## START ITEMS

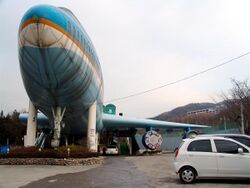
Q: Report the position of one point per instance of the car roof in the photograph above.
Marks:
(215, 137)
(223, 135)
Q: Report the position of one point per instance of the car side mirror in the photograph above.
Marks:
(240, 150)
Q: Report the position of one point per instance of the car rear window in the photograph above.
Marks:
(200, 146)
(226, 146)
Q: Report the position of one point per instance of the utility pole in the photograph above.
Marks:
(242, 118)
(225, 123)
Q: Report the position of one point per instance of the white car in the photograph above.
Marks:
(111, 150)
(217, 157)
(242, 138)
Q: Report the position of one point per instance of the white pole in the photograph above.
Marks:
(30, 137)
(242, 119)
(91, 130)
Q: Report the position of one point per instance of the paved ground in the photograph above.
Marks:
(13, 176)
(143, 171)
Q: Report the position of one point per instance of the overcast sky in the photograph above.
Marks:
(144, 44)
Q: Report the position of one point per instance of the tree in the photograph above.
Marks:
(237, 96)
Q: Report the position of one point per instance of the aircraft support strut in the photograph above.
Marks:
(91, 130)
(58, 114)
(30, 137)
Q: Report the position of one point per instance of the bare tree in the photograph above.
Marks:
(237, 96)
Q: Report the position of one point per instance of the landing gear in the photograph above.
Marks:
(58, 113)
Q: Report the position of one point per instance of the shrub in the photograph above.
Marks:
(61, 152)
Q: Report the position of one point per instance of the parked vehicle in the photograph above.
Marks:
(111, 150)
(211, 156)
(242, 138)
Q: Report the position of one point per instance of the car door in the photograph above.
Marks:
(202, 158)
(230, 162)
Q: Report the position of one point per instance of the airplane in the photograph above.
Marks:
(62, 76)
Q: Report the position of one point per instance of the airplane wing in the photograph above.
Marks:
(115, 121)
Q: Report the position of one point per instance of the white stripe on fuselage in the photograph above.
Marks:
(51, 38)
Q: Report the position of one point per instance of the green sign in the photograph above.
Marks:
(109, 109)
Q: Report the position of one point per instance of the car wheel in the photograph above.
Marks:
(187, 175)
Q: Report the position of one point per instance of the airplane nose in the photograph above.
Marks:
(37, 30)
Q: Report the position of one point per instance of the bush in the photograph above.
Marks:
(61, 152)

## END ITEMS

◆ WHAT TO DO:
Rewrite the lines from the one containing "nose in the photograph above." through the end of the records as a Markdown table with the columns No. and Text, numbering each row and leaving out blank lines.

◆ REPLY:
| No. | Text |
|---|---|
| 1 | Q: Report the position of one point per instance of the airplane nose in the photograph above. |
| 2 | Marks: |
| 3 | (37, 30) |
| 4 | Q: Report the position of one point per instance of the bush in the photograph above. |
| 5 | Marks: |
| 6 | (61, 152) |